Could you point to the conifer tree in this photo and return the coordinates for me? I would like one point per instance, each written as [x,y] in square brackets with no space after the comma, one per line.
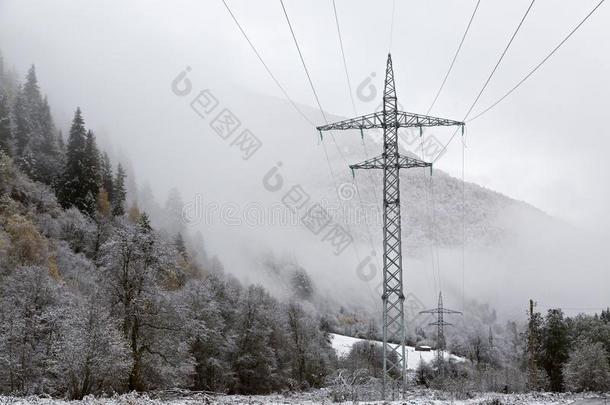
[91,173]
[21,127]
[73,189]
[180,246]
[106,181]
[5,127]
[119,194]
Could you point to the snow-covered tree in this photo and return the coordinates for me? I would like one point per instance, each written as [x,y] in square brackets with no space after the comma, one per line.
[587,368]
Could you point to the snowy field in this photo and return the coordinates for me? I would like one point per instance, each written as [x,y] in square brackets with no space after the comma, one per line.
[343,344]
[318,397]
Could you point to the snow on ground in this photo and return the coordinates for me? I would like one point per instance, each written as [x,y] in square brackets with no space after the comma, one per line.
[343,344]
[315,397]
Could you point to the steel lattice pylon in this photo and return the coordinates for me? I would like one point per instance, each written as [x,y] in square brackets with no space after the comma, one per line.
[440,324]
[390,161]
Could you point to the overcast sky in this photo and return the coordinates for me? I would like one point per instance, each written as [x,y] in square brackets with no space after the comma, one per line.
[546,144]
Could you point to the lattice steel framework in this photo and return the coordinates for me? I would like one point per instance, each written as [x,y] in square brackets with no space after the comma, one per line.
[391,161]
[440,326]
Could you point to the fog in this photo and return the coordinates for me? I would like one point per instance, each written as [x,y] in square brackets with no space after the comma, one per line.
[545,145]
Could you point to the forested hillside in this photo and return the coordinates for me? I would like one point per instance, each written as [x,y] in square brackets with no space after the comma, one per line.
[94,299]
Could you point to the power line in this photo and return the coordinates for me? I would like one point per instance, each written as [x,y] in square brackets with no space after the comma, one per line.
[539,64]
[438,93]
[349,84]
[392,25]
[493,71]
[351,95]
[499,60]
[296,43]
[260,58]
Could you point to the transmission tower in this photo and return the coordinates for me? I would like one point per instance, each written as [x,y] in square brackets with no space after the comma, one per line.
[391,161]
[440,326]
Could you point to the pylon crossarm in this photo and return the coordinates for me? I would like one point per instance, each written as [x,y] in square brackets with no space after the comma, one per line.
[407,162]
[373,163]
[369,121]
[443,324]
[451,311]
[407,119]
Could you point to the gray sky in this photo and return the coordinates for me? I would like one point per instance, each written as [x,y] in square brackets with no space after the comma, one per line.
[546,144]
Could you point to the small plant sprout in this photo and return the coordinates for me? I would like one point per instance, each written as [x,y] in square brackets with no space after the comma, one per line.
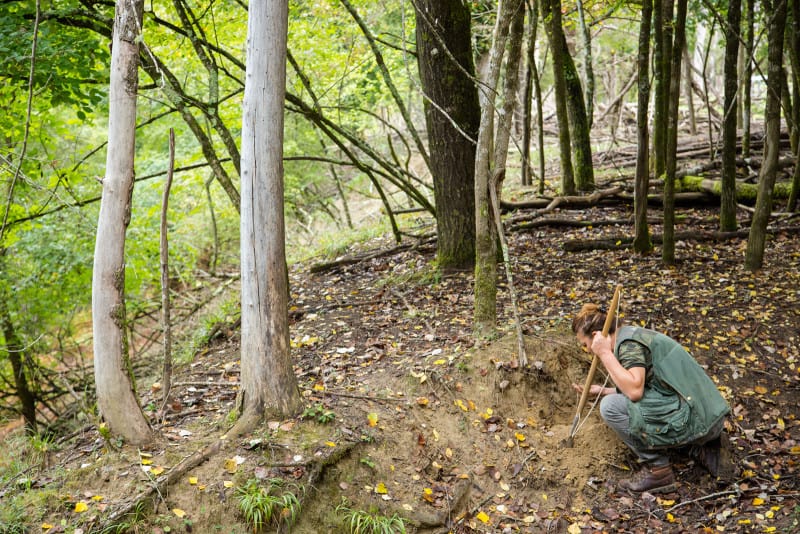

——————

| CONSIGNES |
Pouvez-vous relever dans le matériel ci-dessus toutes les lignes qui contiennent la chaîne "lattice", en tenant compte de la casse ?

| RÉPONSE |
Could you point to the steel lattice pylon in this photo and return the coordinates for me? I would like one point per instance, each written as [x,y] in square brackets with no space after the comma, one per line.
Could you point to the lattice steel framework in this photo and return the coordinates for me? I would like one point per instance, each written as [x,y] in square brackets with no space after the comma, one per line.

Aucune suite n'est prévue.